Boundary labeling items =
-*-*-

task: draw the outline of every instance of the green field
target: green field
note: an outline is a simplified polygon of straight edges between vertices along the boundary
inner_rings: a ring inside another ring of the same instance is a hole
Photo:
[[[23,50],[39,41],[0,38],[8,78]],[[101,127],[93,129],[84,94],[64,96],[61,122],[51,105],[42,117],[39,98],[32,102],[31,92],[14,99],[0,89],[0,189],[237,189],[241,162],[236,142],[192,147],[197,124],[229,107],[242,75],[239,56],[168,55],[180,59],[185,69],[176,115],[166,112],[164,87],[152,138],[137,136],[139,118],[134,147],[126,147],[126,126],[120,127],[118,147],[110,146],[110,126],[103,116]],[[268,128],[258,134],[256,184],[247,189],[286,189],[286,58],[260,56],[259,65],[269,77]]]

-*-*-

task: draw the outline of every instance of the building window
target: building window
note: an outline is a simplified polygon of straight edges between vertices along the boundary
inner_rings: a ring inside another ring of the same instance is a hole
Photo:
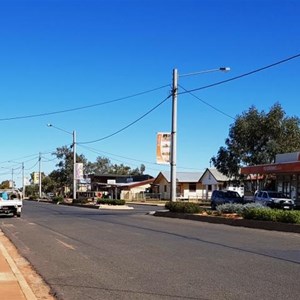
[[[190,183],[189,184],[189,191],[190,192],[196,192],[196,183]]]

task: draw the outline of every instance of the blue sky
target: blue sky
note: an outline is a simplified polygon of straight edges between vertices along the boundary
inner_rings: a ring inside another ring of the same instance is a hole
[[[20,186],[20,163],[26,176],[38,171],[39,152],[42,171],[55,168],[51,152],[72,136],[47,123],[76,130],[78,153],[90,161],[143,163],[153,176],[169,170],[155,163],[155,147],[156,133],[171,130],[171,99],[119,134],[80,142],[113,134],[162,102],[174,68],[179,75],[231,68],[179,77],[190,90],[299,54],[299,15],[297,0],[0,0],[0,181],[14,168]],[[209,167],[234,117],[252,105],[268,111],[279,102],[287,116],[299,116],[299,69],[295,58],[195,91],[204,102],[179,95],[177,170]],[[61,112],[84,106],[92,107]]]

-*-*-

What you will do = Return every line of the data above that contains the string "building", matching case exactly.

Exercise result =
task: draw the outline of every instance of the building window
target: building window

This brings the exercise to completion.